Aşağıdaki materyalde "sign" kelimesini içeren bütün satırları döndür. Büyük ve küçük harf farkı önemlidir.

***** Sağlanan veriler *****

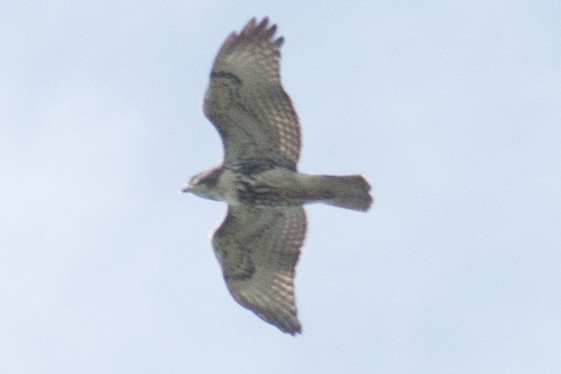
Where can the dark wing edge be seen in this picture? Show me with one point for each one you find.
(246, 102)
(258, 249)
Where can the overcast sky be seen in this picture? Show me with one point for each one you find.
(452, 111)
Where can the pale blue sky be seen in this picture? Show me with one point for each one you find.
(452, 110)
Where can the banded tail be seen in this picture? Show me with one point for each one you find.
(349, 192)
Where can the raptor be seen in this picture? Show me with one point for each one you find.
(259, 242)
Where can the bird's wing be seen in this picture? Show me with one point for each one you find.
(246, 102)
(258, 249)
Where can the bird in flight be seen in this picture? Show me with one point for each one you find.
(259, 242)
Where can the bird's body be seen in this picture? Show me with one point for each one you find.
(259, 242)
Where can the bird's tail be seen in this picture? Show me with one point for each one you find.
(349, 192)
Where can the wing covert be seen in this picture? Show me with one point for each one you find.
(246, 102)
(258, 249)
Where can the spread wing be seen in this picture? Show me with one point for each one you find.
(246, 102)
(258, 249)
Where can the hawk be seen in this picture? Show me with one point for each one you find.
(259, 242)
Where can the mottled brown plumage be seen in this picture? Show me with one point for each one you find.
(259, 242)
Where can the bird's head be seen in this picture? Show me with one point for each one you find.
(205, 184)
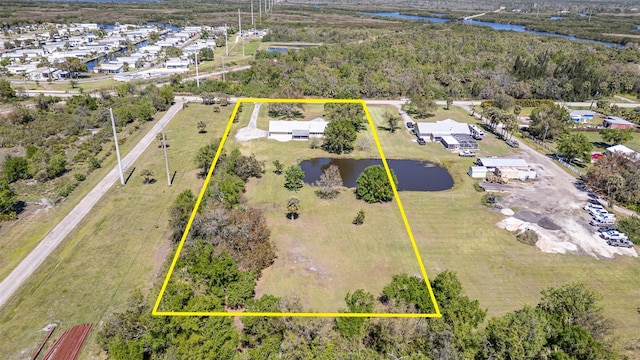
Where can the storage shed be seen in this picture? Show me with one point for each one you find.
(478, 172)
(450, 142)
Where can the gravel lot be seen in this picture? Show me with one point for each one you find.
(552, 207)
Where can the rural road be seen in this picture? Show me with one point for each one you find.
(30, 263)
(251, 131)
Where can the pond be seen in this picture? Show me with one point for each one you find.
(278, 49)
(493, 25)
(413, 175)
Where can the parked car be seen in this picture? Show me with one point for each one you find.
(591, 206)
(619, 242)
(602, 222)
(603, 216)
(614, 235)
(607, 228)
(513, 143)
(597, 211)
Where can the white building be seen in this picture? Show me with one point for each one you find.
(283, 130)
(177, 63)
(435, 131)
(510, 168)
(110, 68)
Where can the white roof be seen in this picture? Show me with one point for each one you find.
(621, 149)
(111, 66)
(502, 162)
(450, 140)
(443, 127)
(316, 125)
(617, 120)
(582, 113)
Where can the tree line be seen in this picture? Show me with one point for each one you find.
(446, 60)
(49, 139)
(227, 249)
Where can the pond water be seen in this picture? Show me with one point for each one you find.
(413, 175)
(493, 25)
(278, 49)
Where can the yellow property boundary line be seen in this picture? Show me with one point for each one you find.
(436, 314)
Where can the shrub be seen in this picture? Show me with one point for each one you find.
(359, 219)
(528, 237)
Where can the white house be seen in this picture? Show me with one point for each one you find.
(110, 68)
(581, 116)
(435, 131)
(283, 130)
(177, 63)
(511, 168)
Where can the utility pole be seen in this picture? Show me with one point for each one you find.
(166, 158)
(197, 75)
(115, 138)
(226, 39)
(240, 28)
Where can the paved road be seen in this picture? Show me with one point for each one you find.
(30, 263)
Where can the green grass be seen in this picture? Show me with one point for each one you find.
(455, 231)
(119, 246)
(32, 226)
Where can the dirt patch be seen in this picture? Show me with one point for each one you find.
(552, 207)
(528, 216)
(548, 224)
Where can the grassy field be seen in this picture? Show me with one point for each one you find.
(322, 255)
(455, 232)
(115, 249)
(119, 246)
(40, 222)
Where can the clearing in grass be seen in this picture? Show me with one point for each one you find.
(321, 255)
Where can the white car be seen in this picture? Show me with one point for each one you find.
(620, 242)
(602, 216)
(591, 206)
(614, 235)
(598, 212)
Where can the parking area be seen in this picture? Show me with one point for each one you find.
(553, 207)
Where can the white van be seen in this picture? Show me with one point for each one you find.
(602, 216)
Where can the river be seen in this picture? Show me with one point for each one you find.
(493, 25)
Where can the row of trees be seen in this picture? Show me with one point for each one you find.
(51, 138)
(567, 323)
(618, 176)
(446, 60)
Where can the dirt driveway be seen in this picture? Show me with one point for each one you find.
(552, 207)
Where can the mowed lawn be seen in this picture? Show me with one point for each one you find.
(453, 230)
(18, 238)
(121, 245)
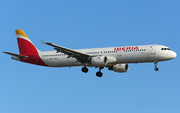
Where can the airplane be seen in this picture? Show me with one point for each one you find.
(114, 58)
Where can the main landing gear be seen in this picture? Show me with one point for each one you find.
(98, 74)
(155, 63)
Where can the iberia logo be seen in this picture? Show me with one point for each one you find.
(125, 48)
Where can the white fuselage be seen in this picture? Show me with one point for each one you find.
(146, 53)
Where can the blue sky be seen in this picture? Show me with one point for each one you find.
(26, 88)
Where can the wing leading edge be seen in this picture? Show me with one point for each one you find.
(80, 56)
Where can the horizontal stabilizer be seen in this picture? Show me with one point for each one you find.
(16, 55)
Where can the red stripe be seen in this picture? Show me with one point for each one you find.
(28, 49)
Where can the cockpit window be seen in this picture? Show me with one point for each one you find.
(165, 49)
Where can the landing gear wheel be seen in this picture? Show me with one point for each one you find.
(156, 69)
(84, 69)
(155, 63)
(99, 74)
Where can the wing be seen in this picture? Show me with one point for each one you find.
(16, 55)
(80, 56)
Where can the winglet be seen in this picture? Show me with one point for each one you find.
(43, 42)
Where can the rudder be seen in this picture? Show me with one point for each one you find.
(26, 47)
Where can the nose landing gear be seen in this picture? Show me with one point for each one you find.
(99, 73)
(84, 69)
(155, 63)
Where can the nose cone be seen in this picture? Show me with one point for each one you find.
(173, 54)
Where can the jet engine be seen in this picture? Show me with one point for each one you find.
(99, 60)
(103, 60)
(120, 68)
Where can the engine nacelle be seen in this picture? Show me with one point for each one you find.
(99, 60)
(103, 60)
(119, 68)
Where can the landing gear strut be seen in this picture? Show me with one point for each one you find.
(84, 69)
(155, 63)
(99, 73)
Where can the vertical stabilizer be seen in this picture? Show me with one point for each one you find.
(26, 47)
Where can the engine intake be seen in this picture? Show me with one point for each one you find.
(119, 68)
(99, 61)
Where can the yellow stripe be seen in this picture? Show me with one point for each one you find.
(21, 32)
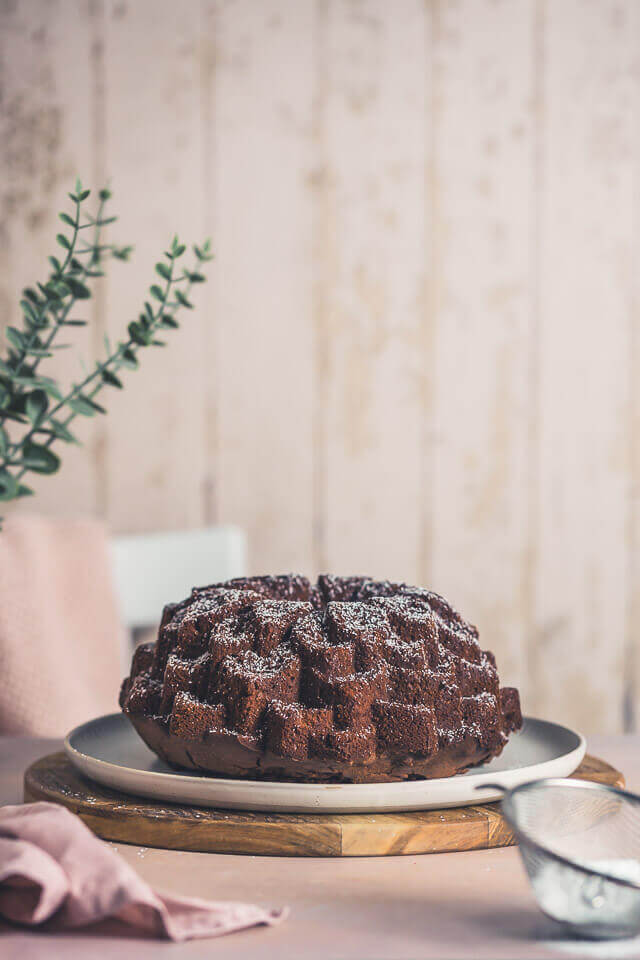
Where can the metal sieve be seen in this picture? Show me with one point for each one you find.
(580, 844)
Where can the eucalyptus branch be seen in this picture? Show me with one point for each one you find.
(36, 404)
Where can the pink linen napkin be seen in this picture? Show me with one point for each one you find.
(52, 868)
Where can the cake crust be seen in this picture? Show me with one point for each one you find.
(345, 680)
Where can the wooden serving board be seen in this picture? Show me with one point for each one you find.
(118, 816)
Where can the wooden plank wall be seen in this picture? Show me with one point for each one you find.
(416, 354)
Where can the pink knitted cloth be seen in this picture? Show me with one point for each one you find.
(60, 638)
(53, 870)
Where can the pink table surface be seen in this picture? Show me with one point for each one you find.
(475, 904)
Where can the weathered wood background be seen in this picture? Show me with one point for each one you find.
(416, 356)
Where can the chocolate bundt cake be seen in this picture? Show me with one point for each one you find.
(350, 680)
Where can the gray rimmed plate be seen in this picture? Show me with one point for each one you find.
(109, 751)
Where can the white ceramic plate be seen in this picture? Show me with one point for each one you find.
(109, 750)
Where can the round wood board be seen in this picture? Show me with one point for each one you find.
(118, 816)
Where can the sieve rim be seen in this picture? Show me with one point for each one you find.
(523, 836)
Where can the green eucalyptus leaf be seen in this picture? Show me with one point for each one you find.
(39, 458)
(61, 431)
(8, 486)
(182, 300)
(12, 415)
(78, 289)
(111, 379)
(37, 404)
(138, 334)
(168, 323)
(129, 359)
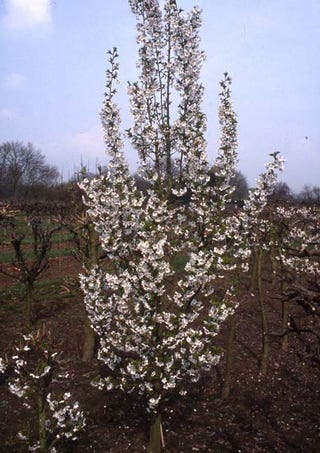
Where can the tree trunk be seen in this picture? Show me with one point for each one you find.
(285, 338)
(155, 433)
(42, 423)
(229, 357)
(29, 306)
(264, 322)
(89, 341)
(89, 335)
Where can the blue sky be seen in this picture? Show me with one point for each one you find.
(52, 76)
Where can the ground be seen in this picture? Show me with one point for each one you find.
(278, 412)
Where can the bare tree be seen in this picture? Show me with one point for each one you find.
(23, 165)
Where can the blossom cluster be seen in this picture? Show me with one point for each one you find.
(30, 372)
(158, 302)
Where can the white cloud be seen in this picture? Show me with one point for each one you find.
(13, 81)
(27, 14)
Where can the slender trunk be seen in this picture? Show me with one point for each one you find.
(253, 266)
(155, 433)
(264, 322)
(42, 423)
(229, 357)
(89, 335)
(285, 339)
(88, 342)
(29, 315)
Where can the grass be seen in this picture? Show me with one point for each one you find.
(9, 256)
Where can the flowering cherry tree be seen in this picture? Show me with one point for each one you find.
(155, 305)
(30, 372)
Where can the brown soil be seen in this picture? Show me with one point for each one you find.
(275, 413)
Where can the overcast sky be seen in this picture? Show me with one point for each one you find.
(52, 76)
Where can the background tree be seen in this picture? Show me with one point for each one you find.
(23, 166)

*****
***** Sağlanan veriler *****

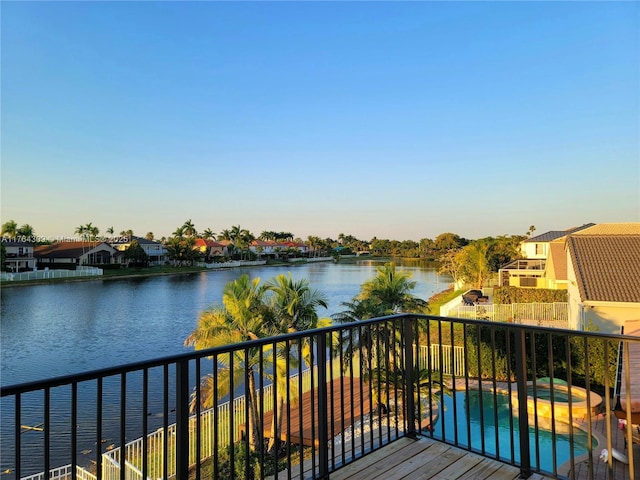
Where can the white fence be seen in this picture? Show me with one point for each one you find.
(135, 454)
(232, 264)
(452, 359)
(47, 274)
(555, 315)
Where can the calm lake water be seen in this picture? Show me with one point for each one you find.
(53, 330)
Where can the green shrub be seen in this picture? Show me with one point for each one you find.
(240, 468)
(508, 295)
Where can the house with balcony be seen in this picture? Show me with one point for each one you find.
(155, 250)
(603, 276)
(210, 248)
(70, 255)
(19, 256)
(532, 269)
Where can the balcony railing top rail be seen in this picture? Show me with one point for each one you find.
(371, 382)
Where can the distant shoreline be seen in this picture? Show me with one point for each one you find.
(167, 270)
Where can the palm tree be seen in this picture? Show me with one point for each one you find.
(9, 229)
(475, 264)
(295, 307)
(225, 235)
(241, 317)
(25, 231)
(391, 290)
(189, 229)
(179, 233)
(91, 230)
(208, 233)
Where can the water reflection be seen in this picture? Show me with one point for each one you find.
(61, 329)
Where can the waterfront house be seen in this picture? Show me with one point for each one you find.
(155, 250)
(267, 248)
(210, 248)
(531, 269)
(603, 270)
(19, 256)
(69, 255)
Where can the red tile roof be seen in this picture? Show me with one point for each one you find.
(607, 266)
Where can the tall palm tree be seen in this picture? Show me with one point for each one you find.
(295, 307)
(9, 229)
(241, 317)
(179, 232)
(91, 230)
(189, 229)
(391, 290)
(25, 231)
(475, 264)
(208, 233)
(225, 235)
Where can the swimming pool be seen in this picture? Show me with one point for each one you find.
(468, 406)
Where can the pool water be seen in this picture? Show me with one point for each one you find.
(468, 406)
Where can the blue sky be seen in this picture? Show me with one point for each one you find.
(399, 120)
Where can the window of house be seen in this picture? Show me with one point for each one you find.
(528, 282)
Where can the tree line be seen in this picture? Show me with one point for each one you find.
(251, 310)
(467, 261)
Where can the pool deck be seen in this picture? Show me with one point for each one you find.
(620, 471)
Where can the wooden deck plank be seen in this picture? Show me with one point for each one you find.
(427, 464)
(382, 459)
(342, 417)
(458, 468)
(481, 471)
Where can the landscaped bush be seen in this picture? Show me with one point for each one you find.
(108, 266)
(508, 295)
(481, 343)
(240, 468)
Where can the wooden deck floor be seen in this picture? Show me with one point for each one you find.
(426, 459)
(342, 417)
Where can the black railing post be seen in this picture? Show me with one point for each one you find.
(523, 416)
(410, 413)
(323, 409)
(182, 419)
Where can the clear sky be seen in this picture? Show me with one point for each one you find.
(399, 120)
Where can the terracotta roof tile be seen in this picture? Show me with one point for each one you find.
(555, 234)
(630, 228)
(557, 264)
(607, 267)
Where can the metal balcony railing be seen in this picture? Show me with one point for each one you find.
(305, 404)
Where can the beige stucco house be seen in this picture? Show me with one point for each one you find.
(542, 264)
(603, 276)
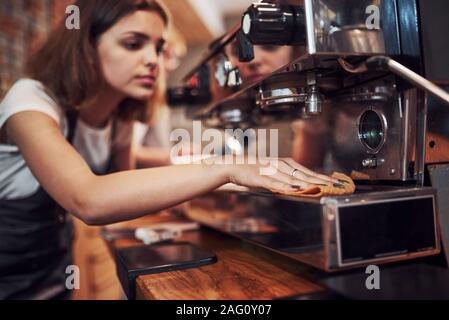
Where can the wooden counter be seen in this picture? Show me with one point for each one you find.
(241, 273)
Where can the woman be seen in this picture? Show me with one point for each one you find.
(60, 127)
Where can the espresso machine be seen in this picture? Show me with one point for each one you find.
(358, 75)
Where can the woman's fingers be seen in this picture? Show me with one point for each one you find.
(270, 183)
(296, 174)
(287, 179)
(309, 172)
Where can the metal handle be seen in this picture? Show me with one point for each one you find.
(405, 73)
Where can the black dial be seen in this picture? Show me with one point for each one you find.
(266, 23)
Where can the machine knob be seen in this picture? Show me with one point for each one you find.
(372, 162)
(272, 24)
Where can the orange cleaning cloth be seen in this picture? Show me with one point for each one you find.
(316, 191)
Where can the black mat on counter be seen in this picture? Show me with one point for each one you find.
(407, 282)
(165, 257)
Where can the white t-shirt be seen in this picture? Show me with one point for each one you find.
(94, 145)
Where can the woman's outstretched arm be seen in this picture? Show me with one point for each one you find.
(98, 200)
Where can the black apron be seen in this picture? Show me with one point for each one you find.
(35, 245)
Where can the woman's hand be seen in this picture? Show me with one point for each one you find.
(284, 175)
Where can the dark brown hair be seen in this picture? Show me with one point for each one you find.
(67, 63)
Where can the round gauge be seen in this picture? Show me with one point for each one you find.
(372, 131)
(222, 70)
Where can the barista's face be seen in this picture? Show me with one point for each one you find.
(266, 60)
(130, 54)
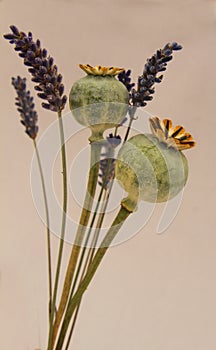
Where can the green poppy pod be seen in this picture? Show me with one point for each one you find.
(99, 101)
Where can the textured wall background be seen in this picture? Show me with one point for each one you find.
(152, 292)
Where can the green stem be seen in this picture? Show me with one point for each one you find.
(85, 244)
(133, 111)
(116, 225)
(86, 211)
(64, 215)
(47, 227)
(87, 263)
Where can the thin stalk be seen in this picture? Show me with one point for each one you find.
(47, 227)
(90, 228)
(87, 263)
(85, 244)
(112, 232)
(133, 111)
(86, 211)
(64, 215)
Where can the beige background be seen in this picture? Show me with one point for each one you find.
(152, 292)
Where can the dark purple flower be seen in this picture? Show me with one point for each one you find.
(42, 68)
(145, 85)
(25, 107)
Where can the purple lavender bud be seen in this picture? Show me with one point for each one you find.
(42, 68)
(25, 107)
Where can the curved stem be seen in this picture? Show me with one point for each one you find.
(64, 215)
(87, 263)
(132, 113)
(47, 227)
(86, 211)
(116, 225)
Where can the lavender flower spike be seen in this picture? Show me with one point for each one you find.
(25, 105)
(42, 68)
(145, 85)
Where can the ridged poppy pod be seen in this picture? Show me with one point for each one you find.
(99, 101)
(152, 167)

*****
***** Sağlanan veriler *****

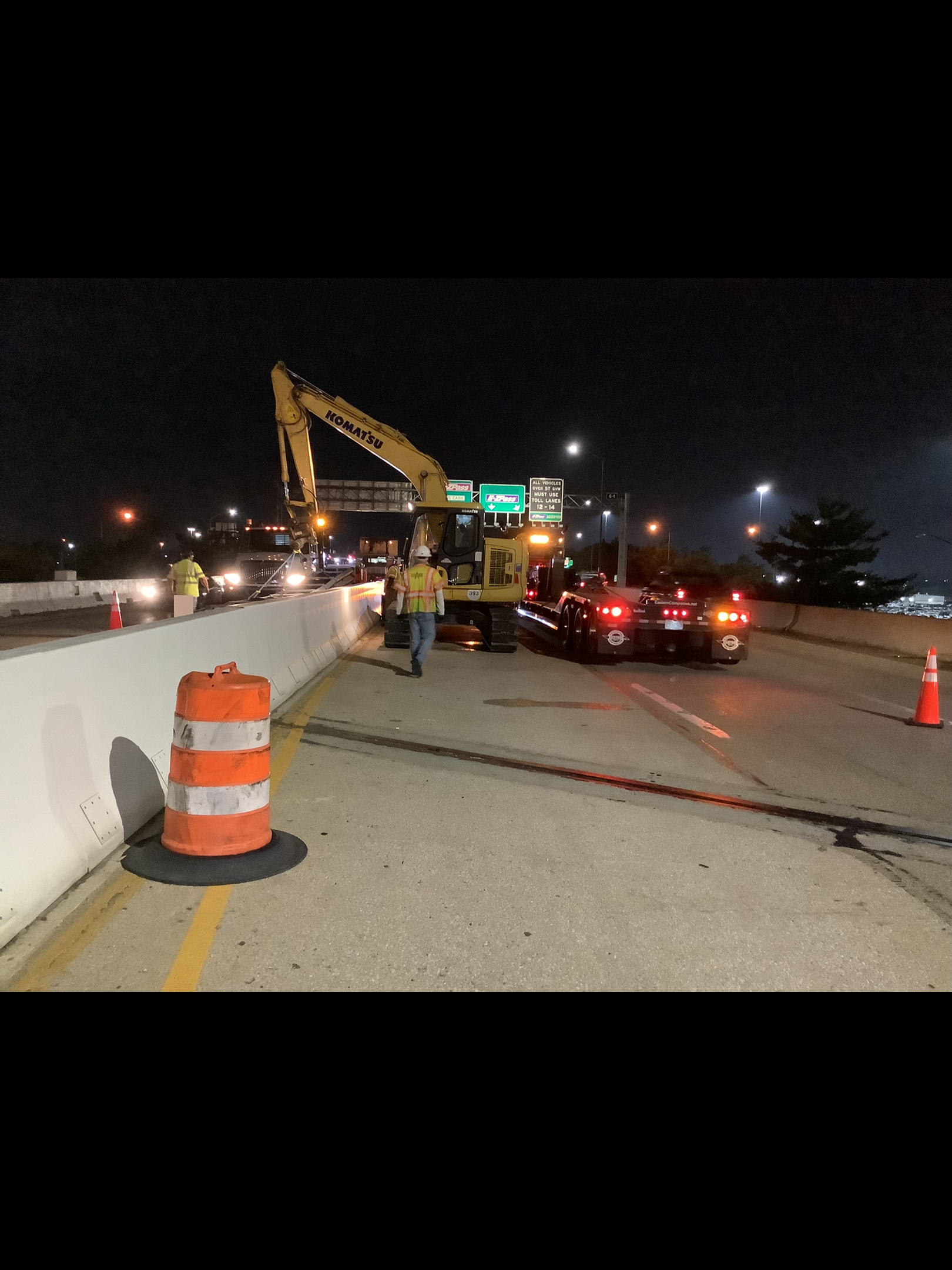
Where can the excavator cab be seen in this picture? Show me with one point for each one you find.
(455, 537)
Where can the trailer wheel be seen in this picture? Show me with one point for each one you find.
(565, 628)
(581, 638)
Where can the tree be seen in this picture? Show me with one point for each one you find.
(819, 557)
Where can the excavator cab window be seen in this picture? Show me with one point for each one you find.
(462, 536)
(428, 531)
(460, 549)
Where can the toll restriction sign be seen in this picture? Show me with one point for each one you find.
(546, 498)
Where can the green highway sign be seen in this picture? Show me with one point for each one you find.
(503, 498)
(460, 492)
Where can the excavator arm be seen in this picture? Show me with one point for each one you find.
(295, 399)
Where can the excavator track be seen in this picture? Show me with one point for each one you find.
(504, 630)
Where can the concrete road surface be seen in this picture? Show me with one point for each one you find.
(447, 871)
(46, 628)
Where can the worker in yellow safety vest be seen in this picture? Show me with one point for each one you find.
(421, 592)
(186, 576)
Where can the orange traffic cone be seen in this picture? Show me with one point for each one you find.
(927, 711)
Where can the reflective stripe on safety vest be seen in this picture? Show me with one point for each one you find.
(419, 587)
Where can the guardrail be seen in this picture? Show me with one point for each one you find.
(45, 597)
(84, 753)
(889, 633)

*****

(Sorunun çözümü):
Where can the toll restriction sign be seen in this picture? Show me with one point for each one you find.
Where can the green highway sign be seen in this picture? Show me with one point for each one you find.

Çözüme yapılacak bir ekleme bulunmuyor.